▶ Text shown:

+++++

From moviesonline, In a summer full of remakes and adaptations, you won’t find a film less original than Jonah Hex. Based on the DC comic series of the same name, Jonah Hex is 80 minutes of clichés pasted together into one agonizingly predictable plot.

The eponymous Hex was a soldier in the Confederate army until his regiment was captured and Hex made an unspecified decision that resulted in the death of all his men. Among them was his friend, Jed Turnbull. After the war Jed’s father, Quentin Turnbull, seeking revenge murdered Jonah’s family, branded his face, and left him crucified to die. Rescued and brought back from the brink of death by mystical Indian magic (twice), Hex turns to bounty hunting, convinced that Quentin died in a fire, and cursed with the unnatural ability to speak with corpses. But when the senior Turnbull reappears with a 19th century weapon of mass destruction and dark designs for the Union, Jonah Hex will finally have his turn at revenge.

Josh Brolin plays the title character and easily turns out the best performance of the film. Brolin lends Hex a quiet hateful weariness with the world, which is precisely what the character needs. John Malkovich plays Quentin Turnbull and nearly chokes on his haggard attempt at a southern accent. Will Arnett makes a brief appearance as an irksome Lieutenant to demonstrate Jonah’s irreverence towards authority figures. And Megan Fox plays Lilah, the hooker with a heart of gold, balls of steel, and a Derringer between her tits.

+++++

▶ Data excerpt:
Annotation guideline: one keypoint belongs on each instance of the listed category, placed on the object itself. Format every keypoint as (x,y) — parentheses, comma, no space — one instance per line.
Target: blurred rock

+++++

▶ Directions for this task:
Pick up the Jonah Hex review after its final sentence and keep writing it in the same voice.

▶ Written answer:
Adapted (loosely) by writing team Neveldine and Taylor (Gamer, Crank), the duo seems determined to create the most mediocre movie of all time. This is a movie written via mad-lib: sliding the comic’s characters into the plot of every single western action movie. Megan Fox’s only purpose in this movie is to get kidnapped in order to lure Jonah to the place where he was already going. He didn’t even know she’d been kidnapped until he got there.

Jonah Hex is the embodiment of everything that critics hate about the summer movie season. A-list actors give embarrassing performances while tightrope walking across gaping plot holes as boobs and explosions punctuate each formulaic turn of the story. In short, Jonah Hex is sure to make boatloads of cash, validating the studios’ enduring contempt for the movie going public.